- MATERIAL PROVIDED
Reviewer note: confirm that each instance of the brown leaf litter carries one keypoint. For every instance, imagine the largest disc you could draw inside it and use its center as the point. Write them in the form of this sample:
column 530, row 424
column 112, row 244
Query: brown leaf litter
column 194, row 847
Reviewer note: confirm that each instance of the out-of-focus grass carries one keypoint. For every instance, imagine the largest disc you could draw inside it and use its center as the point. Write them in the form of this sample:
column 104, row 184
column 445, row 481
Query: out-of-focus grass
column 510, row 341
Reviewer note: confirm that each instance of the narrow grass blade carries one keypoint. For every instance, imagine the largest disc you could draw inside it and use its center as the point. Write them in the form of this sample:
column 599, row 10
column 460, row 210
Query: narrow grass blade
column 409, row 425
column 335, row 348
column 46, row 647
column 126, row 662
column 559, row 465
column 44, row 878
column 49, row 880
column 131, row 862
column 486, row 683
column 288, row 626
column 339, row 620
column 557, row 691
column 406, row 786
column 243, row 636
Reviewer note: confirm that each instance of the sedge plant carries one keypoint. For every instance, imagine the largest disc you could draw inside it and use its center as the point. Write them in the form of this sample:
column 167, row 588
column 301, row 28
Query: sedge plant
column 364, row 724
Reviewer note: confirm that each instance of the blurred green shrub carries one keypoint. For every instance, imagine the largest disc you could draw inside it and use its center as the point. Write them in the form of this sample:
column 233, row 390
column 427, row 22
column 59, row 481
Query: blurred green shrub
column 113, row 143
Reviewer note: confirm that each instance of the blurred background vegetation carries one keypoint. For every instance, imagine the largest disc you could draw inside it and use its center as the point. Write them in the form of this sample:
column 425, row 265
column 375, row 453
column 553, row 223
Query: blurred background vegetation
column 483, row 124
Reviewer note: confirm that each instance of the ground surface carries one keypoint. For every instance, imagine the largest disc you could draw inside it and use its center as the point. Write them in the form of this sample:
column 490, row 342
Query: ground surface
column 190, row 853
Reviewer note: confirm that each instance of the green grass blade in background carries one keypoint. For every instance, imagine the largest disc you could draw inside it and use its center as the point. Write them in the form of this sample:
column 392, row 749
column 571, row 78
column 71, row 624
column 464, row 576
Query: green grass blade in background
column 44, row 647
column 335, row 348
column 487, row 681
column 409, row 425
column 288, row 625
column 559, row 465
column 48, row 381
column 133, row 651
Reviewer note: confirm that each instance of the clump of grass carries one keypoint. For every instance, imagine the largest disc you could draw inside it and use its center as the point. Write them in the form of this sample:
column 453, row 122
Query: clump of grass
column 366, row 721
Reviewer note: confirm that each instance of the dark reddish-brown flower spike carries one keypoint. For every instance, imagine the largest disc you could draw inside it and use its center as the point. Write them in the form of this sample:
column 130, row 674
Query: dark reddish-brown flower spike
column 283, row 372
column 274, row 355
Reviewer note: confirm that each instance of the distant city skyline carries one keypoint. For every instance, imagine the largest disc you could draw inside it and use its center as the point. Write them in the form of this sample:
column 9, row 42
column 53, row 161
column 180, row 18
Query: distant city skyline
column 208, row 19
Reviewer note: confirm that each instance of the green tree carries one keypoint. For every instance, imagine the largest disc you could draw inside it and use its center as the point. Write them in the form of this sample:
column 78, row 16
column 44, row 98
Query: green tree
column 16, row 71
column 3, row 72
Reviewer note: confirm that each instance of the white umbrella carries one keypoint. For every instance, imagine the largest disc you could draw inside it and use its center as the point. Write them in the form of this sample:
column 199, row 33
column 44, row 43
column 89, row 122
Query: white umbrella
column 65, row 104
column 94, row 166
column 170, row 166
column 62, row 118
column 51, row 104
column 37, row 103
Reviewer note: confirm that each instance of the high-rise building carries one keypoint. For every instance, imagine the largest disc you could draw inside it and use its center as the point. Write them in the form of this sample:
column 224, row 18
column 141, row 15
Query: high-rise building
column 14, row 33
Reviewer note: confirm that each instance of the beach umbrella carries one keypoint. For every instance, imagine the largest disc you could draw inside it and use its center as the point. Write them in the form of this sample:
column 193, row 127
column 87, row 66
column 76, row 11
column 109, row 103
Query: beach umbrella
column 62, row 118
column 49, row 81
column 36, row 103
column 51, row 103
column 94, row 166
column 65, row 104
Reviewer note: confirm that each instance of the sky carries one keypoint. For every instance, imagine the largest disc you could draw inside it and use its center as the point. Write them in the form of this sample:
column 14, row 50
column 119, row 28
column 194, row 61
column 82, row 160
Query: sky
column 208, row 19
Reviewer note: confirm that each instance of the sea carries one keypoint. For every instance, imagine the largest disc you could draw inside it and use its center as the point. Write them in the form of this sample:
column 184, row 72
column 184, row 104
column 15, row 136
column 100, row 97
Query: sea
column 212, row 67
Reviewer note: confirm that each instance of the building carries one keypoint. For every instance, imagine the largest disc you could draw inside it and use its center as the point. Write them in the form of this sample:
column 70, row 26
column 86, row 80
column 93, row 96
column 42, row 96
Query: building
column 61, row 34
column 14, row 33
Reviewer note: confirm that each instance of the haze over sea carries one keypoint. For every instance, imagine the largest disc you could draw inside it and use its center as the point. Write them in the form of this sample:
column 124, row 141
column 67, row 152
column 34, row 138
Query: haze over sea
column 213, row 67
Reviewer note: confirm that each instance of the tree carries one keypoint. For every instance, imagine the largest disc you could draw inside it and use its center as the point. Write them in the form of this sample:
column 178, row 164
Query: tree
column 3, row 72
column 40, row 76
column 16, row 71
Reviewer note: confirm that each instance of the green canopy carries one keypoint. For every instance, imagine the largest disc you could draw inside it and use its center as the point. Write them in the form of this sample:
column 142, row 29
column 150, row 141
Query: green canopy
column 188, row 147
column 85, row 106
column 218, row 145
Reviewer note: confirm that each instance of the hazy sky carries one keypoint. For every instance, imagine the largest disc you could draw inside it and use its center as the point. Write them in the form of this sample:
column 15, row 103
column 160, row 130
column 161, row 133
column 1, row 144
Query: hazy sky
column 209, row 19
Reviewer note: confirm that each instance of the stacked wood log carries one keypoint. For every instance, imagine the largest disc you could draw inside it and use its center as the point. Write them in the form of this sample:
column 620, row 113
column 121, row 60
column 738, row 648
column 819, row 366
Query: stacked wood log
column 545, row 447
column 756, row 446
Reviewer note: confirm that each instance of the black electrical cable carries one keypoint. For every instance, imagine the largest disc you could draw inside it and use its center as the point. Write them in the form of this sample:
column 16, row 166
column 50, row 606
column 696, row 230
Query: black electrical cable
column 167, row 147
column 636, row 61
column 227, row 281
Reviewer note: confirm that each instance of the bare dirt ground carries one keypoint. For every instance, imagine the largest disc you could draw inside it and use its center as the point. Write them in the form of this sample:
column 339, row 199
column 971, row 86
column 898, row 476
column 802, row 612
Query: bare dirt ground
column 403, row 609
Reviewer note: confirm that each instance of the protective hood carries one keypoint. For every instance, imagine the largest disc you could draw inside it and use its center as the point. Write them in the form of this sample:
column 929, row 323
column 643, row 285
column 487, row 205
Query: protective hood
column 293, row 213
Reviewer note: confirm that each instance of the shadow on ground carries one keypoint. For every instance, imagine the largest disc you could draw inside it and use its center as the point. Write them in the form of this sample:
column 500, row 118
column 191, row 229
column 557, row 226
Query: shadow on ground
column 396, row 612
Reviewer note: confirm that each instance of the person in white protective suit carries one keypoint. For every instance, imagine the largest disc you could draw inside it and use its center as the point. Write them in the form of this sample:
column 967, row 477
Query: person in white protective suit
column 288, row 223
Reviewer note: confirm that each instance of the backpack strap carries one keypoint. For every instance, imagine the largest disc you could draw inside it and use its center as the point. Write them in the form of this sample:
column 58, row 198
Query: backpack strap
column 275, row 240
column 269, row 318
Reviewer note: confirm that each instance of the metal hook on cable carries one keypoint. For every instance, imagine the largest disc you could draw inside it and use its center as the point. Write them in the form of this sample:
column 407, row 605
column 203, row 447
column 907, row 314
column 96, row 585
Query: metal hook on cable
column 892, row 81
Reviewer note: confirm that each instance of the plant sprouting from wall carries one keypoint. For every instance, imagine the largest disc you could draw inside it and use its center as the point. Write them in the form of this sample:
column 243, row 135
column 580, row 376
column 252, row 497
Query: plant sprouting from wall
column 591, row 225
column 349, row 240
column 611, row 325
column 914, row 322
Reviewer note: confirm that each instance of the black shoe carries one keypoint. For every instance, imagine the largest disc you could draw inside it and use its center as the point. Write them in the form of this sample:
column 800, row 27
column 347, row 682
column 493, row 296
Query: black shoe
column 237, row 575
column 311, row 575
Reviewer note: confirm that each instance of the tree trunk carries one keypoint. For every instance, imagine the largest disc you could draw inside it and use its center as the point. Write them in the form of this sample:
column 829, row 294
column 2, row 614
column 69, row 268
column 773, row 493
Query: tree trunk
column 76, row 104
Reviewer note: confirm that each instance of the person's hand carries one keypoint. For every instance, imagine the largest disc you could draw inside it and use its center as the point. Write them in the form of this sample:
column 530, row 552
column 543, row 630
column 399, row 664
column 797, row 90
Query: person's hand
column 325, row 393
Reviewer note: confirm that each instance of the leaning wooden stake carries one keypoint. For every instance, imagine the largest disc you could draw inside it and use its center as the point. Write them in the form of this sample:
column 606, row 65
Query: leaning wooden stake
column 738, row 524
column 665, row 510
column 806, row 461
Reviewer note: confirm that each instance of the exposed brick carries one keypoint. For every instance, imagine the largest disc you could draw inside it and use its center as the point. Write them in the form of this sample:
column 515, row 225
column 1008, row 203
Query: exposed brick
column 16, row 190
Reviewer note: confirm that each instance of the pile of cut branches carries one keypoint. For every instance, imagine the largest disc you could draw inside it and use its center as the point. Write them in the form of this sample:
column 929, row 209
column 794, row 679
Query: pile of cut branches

- TO DO
Please put each line of the listing, from its first line up to and including the line with "column 194, row 847", into a JSON list of strings, one string per line, leaving out any blank lines.

- FINISHED EXERCISE
[
  "Reviewer note: confirm that each instance of the brown leaf litter carries one keypoint. For every instance, imagine the largest disc you could draw inside it and use its center as the point. Write them in the form of this sample:",
  "column 530, row 424",
  "column 112, row 244",
  "Query: brown leaf litter",
  "column 194, row 847"
]